GIVEN TASK.
Rewrite the data from the line containing "Could you kindly segment every instance of the black" through the end, swapping "tinted" for "smoked" and leaving everything else unchanged.

DATA RECORDS.
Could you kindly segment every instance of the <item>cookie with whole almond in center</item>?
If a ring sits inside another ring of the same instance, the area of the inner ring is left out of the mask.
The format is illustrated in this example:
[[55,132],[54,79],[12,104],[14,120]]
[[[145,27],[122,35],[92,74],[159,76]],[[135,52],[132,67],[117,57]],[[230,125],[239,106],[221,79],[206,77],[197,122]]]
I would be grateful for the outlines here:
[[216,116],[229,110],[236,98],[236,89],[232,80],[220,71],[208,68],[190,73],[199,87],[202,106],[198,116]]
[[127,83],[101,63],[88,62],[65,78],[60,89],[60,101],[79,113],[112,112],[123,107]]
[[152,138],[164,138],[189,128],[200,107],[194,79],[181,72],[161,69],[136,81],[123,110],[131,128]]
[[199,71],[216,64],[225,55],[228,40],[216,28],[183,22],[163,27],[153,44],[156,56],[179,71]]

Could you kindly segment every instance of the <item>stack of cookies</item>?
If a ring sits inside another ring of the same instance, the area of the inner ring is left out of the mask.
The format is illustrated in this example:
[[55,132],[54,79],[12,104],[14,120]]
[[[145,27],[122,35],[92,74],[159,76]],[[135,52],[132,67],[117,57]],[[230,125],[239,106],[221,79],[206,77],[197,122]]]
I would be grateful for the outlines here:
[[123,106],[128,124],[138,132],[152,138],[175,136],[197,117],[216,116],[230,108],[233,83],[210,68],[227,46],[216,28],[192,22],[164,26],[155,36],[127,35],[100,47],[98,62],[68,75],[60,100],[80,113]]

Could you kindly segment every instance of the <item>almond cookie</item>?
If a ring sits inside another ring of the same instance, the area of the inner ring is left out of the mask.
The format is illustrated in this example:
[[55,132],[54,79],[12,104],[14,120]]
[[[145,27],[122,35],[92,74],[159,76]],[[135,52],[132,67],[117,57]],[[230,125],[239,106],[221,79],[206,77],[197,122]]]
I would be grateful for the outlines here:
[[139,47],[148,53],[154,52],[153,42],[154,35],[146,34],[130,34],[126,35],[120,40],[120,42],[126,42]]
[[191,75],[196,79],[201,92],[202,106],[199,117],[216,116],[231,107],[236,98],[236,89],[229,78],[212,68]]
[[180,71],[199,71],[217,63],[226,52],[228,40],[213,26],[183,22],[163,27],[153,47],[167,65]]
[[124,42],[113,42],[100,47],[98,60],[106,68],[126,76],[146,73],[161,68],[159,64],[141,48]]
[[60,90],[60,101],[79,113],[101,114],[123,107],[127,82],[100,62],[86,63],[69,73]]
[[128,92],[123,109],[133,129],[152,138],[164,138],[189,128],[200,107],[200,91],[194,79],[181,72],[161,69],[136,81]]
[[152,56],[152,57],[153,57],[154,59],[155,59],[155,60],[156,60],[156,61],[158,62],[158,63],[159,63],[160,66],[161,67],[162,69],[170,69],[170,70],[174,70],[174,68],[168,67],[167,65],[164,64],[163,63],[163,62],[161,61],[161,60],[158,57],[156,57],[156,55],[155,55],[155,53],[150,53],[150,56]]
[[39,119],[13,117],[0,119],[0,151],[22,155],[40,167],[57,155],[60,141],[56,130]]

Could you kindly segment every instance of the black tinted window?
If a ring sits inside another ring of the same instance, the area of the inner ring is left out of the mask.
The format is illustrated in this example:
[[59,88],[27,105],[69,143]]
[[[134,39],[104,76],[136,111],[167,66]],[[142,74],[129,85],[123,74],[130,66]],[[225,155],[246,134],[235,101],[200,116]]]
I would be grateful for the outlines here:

RESPONSE TO THE EXERCISE.
Could you kindly segment every instance of the black smoked window?
If a ring sits inside another ring of the same instance, the area of the inner ring is left out of the mask.
The format is illustrated in this example:
[[59,88],[27,105],[69,143]]
[[[134,39],[104,76],[136,111],[167,66]],[[142,74],[129,85],[123,74],[130,66]],[[225,155],[246,134],[235,101],[200,116]]]
I would be grateful for the outlines here:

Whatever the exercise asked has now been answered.